• **Exercise**:
Copy the data from the line that contains "Q: Pick out each instance of the white smoke" to its last line, exactly, including both of those lines and leaving out everything before.

Entries from a dataset
——

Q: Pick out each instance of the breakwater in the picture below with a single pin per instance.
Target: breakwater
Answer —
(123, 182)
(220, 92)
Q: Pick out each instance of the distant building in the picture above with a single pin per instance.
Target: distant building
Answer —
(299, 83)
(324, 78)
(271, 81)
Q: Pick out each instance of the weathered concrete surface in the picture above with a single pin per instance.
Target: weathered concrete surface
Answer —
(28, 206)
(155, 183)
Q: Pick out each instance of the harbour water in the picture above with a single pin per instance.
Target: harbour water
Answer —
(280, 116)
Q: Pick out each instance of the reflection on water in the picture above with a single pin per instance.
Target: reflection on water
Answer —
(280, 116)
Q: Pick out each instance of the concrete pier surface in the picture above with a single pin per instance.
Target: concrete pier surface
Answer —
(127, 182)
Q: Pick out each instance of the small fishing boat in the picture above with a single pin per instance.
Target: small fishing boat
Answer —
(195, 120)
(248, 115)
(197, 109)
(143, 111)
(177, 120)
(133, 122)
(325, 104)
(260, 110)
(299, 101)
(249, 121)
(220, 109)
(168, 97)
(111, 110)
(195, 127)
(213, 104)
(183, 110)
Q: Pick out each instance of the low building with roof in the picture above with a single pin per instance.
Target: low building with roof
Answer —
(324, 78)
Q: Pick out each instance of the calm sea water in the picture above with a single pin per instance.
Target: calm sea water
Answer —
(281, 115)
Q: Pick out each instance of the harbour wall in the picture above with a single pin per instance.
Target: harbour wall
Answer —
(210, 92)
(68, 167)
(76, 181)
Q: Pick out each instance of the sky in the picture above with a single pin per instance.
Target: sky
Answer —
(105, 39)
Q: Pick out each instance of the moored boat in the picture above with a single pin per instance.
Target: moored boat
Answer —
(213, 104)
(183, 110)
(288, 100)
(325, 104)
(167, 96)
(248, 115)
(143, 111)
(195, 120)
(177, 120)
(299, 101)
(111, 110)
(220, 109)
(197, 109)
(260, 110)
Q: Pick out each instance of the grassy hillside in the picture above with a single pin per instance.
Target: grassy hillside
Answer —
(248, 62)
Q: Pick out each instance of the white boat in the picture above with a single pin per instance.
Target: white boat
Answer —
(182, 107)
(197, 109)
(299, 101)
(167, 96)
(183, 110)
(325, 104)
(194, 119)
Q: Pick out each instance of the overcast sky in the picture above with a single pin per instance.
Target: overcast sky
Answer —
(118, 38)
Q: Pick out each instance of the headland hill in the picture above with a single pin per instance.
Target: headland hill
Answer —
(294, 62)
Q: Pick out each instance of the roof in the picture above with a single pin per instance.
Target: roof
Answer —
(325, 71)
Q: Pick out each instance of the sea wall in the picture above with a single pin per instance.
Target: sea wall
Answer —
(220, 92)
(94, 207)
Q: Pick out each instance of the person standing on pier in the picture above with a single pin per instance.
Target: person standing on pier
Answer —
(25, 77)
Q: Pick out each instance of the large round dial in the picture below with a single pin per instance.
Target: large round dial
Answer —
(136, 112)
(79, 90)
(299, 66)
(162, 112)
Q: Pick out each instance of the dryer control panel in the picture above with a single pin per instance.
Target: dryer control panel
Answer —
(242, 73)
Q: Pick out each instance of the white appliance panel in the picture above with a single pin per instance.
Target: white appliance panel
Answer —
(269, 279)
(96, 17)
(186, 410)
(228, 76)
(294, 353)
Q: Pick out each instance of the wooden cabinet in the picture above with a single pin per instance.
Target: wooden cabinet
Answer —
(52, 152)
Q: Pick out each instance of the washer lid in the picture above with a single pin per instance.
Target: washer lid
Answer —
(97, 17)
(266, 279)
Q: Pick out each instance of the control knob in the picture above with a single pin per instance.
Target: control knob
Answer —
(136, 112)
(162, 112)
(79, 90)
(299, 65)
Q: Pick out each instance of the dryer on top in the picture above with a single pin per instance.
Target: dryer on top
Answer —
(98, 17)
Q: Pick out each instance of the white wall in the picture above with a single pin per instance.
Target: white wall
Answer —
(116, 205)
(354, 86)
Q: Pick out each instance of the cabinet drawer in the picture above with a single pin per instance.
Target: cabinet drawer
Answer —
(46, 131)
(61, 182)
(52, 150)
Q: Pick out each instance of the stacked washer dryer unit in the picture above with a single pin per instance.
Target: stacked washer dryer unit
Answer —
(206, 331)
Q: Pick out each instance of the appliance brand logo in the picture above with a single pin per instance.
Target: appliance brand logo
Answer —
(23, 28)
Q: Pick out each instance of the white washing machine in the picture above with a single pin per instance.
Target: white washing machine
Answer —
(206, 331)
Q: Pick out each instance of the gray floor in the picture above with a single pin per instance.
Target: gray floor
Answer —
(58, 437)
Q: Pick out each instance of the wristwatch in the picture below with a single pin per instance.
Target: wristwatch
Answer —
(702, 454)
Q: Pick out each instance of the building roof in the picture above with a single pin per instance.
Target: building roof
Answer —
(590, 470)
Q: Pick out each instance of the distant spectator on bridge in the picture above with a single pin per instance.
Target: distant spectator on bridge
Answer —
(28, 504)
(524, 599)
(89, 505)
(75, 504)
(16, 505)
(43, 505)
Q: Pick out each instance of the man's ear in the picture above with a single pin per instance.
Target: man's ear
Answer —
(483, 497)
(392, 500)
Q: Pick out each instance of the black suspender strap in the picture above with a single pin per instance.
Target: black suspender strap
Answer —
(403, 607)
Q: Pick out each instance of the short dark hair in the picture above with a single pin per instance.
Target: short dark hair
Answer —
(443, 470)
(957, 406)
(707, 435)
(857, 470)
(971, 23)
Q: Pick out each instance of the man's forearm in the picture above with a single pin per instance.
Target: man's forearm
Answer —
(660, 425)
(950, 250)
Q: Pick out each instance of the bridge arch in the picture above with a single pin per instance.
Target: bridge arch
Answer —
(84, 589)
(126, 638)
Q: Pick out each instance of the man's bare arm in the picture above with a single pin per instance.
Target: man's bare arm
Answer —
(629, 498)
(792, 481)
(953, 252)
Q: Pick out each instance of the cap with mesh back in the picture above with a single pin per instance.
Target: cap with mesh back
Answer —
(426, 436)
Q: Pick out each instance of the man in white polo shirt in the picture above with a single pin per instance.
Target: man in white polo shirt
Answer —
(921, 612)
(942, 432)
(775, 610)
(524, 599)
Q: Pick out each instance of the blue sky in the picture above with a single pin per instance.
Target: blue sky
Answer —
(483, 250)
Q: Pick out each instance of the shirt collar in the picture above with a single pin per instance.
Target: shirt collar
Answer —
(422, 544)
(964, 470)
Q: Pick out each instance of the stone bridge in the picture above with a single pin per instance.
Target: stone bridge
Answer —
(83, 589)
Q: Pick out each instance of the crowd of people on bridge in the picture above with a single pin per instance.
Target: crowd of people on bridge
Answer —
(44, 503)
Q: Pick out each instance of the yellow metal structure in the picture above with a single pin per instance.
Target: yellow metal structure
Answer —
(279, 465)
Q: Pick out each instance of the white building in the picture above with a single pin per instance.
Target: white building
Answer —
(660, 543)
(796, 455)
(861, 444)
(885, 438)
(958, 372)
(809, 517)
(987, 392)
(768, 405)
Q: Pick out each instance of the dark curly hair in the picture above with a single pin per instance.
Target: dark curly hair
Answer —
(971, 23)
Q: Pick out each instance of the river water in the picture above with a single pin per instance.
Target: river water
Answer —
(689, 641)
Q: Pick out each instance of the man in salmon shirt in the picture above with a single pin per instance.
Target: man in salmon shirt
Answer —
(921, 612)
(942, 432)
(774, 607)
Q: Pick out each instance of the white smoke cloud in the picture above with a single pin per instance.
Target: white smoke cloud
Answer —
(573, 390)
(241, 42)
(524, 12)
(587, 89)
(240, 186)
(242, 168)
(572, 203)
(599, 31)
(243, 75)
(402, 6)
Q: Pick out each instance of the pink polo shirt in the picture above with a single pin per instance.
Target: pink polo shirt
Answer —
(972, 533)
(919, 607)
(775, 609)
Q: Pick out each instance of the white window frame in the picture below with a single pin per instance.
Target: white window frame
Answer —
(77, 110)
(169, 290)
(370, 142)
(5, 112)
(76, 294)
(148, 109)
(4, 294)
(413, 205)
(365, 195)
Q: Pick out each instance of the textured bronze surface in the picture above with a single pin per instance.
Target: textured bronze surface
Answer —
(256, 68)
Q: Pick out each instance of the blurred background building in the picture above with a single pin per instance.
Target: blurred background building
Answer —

——

• **The result**:
Q: Pick out each instance of the white smoke cloud in the picture above with a single pin per instance.
Target: white smoke cloud
Answer —
(573, 390)
(241, 42)
(524, 12)
(587, 89)
(240, 186)
(242, 168)
(572, 203)
(599, 31)
(243, 75)
(402, 6)
Q: Pick out each instance of the pink polo shirt in the picture above with a single pin per instance.
Target: pink polo shirt
Answer —
(972, 533)
(919, 607)
(775, 609)
Q: Pick out each instance of the white window frame in the picture below with a single pin per instance.
Target: white window frame
Answer —
(77, 110)
(169, 290)
(370, 142)
(5, 112)
(76, 294)
(148, 109)
(4, 294)
(413, 205)
(365, 195)
Q: Pick out each instance of the textured bronze surface in the picture above with a single pin per instance.
Target: textured bronze surface
Answer —
(256, 68)
Q: Pick out each instance of the blurred background building in the picture above with a single pin per instance.
Target: blurred background building
Answer —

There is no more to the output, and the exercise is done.